RECORDS PROVIDED:
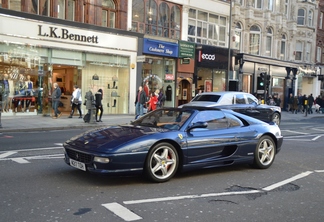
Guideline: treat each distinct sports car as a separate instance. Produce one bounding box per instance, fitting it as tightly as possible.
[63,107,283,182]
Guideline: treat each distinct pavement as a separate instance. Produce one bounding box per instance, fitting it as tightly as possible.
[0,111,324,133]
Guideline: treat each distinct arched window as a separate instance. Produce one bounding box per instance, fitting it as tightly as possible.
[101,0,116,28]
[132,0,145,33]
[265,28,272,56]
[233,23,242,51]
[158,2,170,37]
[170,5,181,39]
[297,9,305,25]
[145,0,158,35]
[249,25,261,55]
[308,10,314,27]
--
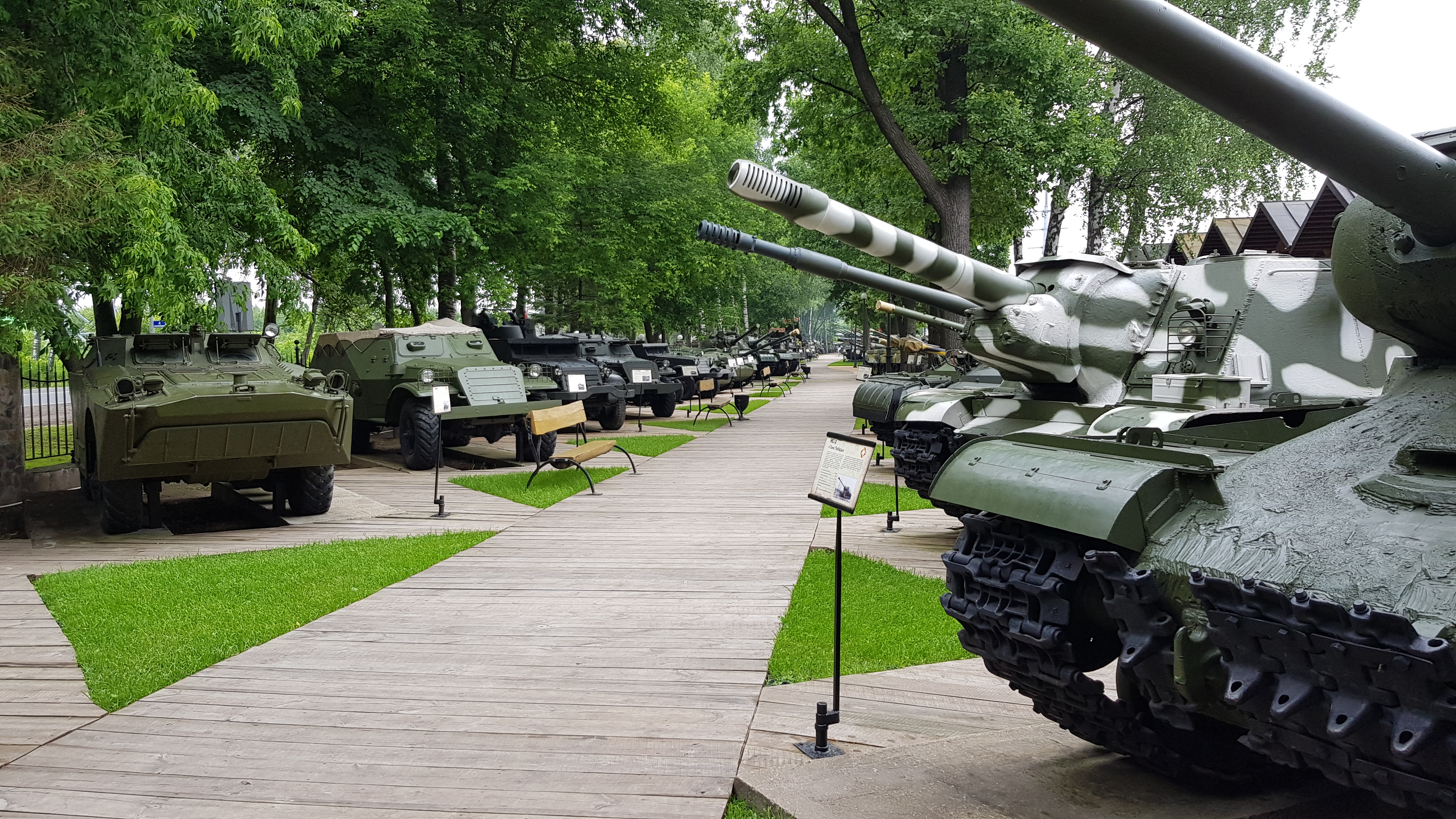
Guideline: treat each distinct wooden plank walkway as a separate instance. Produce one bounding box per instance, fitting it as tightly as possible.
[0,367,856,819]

GIVEN REQUEST:
Please reproduce the lines from the line with "Guideline: treat each distinct arched" to the line with "[308,10,314,27]". Keep the guideline text unchanged, multiply each bounding box coordinate by 0.25, round to whole numbers with halves going up, and return only those lines.

RESPONSE:
Guideline: treat each distinct arched window as a separate instance. Produce one bounding box per instance, fitting it as tightly as possible.
[25,0,29,7]
[33,0,36,8]
[66,7,68,14]
[58,6,61,13]
[40,1,43,9]
[43,1,45,10]
[74,2,76,6]
[36,0,40,9]
[62,6,65,14]
[77,3,79,7]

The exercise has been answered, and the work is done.